# [THE TASK]
Copy out the records from the line containing "form [(593, 68)]." through the line containing "[(354, 336)]", requests included, and add 81 to every coordinate value in the answers. Leave the requests and their format samples unchanged.

# [TASK MATERIAL]
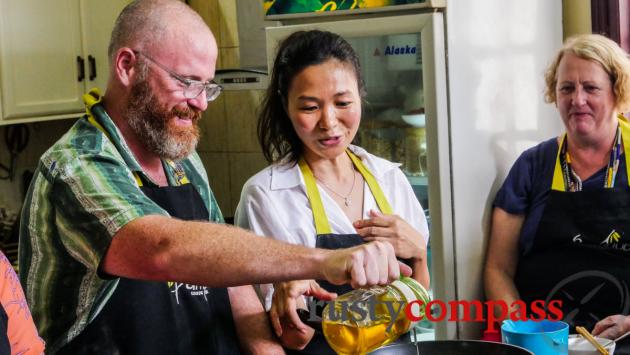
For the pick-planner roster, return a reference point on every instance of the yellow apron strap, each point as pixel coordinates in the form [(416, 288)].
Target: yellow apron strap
[(625, 139), (319, 215), (558, 179), (378, 194), (90, 99)]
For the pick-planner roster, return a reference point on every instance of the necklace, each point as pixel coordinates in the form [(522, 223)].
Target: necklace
[(346, 199)]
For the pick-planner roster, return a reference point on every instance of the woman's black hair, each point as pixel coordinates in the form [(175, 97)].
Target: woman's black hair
[(276, 134)]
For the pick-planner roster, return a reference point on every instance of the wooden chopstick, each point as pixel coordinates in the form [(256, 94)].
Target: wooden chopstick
[(584, 333)]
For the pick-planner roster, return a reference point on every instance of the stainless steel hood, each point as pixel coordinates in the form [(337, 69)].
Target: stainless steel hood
[(252, 73)]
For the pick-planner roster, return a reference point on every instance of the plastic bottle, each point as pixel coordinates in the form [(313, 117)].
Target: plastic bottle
[(365, 319)]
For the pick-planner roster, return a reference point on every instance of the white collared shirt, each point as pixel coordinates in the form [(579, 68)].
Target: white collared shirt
[(274, 204)]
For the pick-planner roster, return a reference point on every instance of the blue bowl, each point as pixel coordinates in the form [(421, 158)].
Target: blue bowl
[(541, 337)]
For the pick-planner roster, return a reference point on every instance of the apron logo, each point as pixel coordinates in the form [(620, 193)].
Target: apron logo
[(193, 290), (613, 237)]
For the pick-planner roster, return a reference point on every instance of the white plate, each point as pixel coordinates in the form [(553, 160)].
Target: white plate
[(581, 346)]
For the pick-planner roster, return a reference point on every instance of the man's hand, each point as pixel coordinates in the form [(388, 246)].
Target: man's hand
[(612, 327), (287, 298), (364, 265)]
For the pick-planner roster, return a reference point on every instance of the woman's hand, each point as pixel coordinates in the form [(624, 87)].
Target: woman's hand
[(407, 242), (612, 327), (287, 298)]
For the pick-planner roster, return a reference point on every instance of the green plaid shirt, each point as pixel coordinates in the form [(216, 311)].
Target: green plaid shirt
[(83, 192)]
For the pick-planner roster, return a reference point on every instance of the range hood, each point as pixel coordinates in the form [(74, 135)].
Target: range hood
[(252, 74)]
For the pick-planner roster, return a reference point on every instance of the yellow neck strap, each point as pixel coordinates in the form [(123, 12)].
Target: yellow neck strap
[(558, 184), (319, 214)]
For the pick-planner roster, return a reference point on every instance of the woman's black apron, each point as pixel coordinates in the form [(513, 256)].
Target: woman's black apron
[(150, 317), (328, 240), (581, 250)]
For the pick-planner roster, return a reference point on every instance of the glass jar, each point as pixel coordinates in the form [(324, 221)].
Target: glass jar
[(367, 318)]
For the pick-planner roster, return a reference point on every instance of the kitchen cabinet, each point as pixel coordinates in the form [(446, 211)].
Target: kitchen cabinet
[(51, 52)]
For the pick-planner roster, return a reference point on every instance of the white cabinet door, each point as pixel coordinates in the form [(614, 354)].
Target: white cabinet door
[(98, 19), (40, 44)]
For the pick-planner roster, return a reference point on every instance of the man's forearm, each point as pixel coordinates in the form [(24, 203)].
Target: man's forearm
[(216, 255)]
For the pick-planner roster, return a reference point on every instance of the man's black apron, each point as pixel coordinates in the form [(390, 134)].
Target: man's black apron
[(147, 317), (328, 240), (581, 251)]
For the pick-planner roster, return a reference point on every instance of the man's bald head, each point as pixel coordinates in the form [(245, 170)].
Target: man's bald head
[(146, 23)]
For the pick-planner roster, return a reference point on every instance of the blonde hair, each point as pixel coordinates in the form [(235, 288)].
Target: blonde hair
[(597, 48)]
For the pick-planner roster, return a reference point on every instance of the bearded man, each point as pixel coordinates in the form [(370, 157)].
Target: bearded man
[(122, 246)]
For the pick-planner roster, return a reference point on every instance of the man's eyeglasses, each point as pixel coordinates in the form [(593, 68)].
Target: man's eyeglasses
[(192, 88)]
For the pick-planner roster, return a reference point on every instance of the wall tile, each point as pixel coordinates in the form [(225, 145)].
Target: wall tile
[(213, 125), (242, 119), (209, 11), (229, 58), (242, 167), (228, 23), (217, 166), (42, 136)]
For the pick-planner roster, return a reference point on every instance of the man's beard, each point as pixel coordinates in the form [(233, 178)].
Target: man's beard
[(150, 122)]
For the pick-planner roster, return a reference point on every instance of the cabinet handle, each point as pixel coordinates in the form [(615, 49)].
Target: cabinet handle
[(92, 62), (81, 68)]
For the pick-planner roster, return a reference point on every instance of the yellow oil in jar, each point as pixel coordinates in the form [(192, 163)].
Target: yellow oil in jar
[(354, 336)]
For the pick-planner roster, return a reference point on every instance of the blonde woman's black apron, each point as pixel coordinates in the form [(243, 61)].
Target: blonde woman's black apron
[(581, 251), (328, 240), (147, 317)]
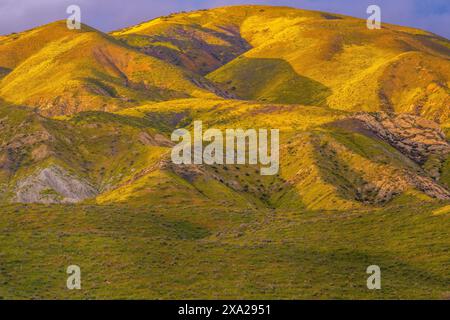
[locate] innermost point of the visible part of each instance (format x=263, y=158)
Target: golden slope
x=309, y=57
x=90, y=70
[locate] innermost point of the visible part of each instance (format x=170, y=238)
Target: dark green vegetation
x=193, y=252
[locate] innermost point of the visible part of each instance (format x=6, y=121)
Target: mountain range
x=364, y=119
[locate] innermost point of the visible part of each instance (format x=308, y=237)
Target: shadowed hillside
x=86, y=174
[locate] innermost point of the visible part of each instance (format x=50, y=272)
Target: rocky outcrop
x=53, y=185
x=416, y=137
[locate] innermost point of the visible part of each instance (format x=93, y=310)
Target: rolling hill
x=86, y=175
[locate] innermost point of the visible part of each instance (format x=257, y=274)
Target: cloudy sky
x=107, y=15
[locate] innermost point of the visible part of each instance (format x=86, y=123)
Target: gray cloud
x=106, y=15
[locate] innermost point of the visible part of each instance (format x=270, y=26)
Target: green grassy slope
x=89, y=70
x=309, y=57
x=193, y=252
x=101, y=109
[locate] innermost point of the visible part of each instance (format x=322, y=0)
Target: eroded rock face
x=414, y=136
x=53, y=185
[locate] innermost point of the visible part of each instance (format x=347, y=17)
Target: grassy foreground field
x=189, y=252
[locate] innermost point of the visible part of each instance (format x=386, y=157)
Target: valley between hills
x=86, y=176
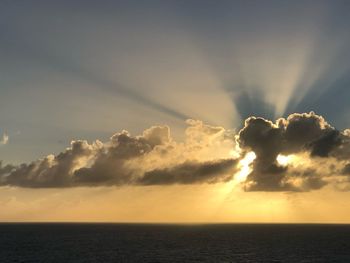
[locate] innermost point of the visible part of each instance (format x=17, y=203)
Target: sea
x=85, y=242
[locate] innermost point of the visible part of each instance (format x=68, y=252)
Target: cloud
x=192, y=172
x=298, y=134
x=4, y=139
x=315, y=154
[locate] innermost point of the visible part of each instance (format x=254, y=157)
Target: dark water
x=174, y=243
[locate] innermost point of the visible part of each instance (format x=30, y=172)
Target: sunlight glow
x=284, y=160
x=244, y=166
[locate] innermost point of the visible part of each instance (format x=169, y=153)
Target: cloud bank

# [TASK SOLUTION]
For the pick-planner roster, return a reference point on every instance of the man's eyeglasses, each point as pixel coordinates in the form [(593, 68)].
Target: man's eyeglasses
[(273, 169)]
For the pick-planner roster, return a reference point on every instance of the wall tile, each point as pixel coordinates in the form [(225, 145)].
Target: wall tile
[(294, 206), (323, 200), (290, 92), (310, 139), (323, 248), (309, 104), (298, 247), (123, 217)]
For the pick-planner roster, return a reference point on every instance of the man's beard, each point as pixel coordinates in the form [(233, 178)].
Target: man's beard
[(231, 203)]
For the pick-planner roster, return a reference point on every instance of the cabinet handle, each point as pixel coordinates in the form [(615, 49)].
Target: cabinet handle
[(173, 143), (162, 149)]
For the pick-planner roster, return a reference point on every instance of the yellow oil in jar, each point as pixel coordinates in the form [(192, 163)].
Target: yellow oil in jar
[(435, 417)]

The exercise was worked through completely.